[Data excerpts]
:::::

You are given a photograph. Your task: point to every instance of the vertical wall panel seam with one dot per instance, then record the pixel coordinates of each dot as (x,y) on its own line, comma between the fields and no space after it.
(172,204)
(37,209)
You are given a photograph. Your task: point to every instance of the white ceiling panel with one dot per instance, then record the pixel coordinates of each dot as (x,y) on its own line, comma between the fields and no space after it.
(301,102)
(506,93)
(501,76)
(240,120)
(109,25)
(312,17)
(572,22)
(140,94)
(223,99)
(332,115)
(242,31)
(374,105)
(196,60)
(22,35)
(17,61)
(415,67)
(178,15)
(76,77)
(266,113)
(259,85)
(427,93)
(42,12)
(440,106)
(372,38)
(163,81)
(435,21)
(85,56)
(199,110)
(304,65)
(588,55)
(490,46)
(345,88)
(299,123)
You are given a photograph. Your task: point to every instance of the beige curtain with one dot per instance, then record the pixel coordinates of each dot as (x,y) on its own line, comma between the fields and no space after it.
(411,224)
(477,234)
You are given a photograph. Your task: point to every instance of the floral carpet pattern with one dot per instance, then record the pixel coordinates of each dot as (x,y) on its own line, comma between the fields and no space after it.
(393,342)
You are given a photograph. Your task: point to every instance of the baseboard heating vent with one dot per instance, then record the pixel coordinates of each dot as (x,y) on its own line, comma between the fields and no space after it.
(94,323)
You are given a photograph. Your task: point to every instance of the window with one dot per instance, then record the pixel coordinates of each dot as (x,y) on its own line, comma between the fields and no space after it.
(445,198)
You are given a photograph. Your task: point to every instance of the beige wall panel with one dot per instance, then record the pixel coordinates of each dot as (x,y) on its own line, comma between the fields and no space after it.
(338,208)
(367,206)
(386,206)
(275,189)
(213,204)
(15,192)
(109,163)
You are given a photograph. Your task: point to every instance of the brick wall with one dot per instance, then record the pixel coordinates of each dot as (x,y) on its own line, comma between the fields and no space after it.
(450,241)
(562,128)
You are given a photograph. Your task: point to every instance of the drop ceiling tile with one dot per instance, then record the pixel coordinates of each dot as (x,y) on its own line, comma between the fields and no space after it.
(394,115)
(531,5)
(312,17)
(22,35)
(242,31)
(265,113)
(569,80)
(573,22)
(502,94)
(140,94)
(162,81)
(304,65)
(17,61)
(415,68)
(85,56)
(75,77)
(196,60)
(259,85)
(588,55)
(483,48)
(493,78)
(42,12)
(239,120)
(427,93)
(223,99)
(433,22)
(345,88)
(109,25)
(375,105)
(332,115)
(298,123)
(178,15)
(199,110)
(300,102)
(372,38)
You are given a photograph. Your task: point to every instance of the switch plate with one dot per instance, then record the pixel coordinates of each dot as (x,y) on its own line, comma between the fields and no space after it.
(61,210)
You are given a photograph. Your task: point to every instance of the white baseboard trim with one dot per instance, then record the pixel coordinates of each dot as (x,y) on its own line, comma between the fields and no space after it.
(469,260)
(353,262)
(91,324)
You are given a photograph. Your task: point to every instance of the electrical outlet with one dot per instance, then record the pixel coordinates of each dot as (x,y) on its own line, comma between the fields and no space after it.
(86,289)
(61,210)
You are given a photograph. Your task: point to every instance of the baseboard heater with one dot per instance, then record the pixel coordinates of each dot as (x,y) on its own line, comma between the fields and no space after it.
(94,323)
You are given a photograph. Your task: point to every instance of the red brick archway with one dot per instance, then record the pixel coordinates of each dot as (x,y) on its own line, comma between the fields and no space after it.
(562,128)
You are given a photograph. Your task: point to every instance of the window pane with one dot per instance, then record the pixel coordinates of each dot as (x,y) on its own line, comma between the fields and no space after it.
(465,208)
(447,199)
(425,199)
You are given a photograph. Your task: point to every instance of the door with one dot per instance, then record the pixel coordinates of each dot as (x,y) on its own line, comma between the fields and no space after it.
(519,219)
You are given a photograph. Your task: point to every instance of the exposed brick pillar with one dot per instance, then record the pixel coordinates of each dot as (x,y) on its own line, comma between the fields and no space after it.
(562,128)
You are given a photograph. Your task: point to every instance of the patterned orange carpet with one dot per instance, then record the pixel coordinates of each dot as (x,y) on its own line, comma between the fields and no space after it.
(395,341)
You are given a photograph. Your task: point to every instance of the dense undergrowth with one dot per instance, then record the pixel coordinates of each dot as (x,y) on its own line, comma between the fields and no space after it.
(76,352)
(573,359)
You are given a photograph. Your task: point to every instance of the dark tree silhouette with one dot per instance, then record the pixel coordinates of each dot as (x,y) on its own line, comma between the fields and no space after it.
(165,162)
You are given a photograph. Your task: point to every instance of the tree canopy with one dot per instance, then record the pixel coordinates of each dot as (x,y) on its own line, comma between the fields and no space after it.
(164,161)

:::::

▸ WORK INSTRUCTION
Each of the records is to be written out again exactly.

▸ COMPLETED EXERCISE
You are given a photograph. Your task: point to every instance of the vertical wall panel seam with one dot per instance, then record the pixel coordinates of each dot as (x,y) on its own line, comma between the fields and no space after it.
(172,204)
(37,209)
You are given a photograph. Your task: point to every instance of the white ceiling panel with one dot per instance, then record the pixel coordinates of each dot as (x,y) on its own line, comma between the fields and no space after it.
(301,102)
(506,93)
(501,76)
(240,120)
(109,25)
(312,17)
(572,22)
(140,94)
(223,99)
(332,115)
(242,31)
(374,105)
(196,60)
(22,35)
(17,61)
(415,67)
(178,15)
(76,77)
(266,113)
(259,85)
(427,93)
(42,12)
(440,106)
(372,38)
(163,81)
(435,21)
(85,56)
(199,110)
(304,65)
(588,55)
(490,46)
(345,88)
(299,123)
You are given a photograph. Your task: point to every instance of the beige curtain with one dot per instance, then record the pixel coordinates of each dot as (x,y) on its own line, comma between the fields and no space after it.
(411,224)
(477,234)
You are given a photograph. Your task: point to every instance of the floral carpet pattern with one dot per instance, then record the pixel coordinates of each dot as (x,y) on its own line, comma between the fields and no space after it.
(393,342)
You are given a photograph. Your task: point to every instance of the baseboard heating vent with one dot per instance, then record the pixel coordinates of each dot as (x,y) on its own line, comma between the fields and no space after it.
(94,323)
You are given a photograph. Your task: point to every instance of the window with one dot per instance, then record the pixel coordinates of each dot as (x,y) on its own line, comma between the fields and no space after it.
(445,198)
You are given a photograph. Your task: point to every instance of the beige wall panel with one dot per instance, then record the pixel coordinates of each dot as (x,y) on its own line, comma between the fields and no space after it.
(338,208)
(367,206)
(386,206)
(275,189)
(213,204)
(15,192)
(109,163)
You are given a photograph. Your task: point to every instance of the brick wall with one dot per instance, then record the pixel coordinates of each dot as (x,y) on its own line, comma between the fields and no space after it.
(450,241)
(562,128)
You are given a photograph. Your task: point to every instance of the drop ceiling tile with one dot per instance, then record the pixel coordinates of each dot as (x,y) on its own line, comma between the fields and no space after it.
(394,115)
(531,5)
(312,17)
(22,35)
(242,31)
(265,113)
(569,80)
(573,22)
(502,94)
(140,94)
(162,81)
(304,65)
(17,61)
(415,68)
(85,56)
(75,77)
(196,60)
(259,85)
(588,55)
(483,48)
(493,78)
(42,12)
(239,120)
(427,93)
(223,99)
(433,22)
(345,88)
(109,25)
(375,105)
(332,115)
(298,123)
(178,15)
(199,110)
(300,102)
(372,38)
You are given a photograph. Your task: point to every instance of the switch plate with one dot per instance, then record the pixel coordinates of each dot as (x,y) on its own line, comma between the fields and no space after it.
(61,210)
You are given a photograph. Your task: point to every instance of the white baseboard trim with one dot per instance, then record the pixel coordinates of each dot as (x,y) on its own line, comma between the fields and no space after it.
(469,260)
(353,262)
(91,324)
You are given a photograph. Your task: point to every instance of the electrical outlet with one dot per instance, then record the pixel coordinates of each dot as (x,y) on its own line, comma between the fields and no space after it.
(86,289)
(61,210)
You are given a photograph. Your task: point to every instance of the baseboard heater with one dot per instance, then record the pixel coordinates of each dot as (x,y) on its own line, comma between the fields and no space after it.
(94,323)
You are given a photograph. Your task: point to every instance of the red brick archway with one dot per instance, then record the pixel coordinates of each dot as (x,y) on its own line, comma between the fields and no space after it.
(562,128)
You are given a photograph. Your task: point to every instance of the window pane with one dot per instance, then record the pixel coordinates of each dot as (x,y) on its own line, comma between the fields and no space after it.
(465,208)
(447,199)
(425,199)
You are given a photograph. Your task: point to every instance of the door with one dot per instance, then record the pixel coordinates of each dot as (x,y) on its own line, comma between the fields and no space after it.
(519,219)
You are given a photograph. Your task: point to every instance of the exposed brick pillar with one dot per instance, then record the pixel coordinates of each dot as (x,y) on its own line, comma between the fields and no space after it.
(562,128)
You are given a photograph. Your task: point to every instance of the patterned orange carpet with one dot per instance, then record the pixel coordinates of each dot as (x,y) on its own line, comma between the fields and no space after it.
(395,341)
You are given a photograph. Your task: point to every instance of the dense undergrowth with one dot per instance, then record the pixel coordinates of each dot as (x,y) on its own line, comma between the fields and no space after it.
(76,352)
(573,359)
You are given a photograph. Your task: point to every instance of the dark tree silhouette with one dot per instance, then record the pixel coordinates of each dot as (x,y) on its own line, comma between the fields and no space after it.
(165,162)
You are given a photograph. Your task: point to every instance of the tree canopy with one dot per instance, then record the pixel coordinates of each dot as (x,y) on its own line, comma between the fields and no space after it.
(164,161)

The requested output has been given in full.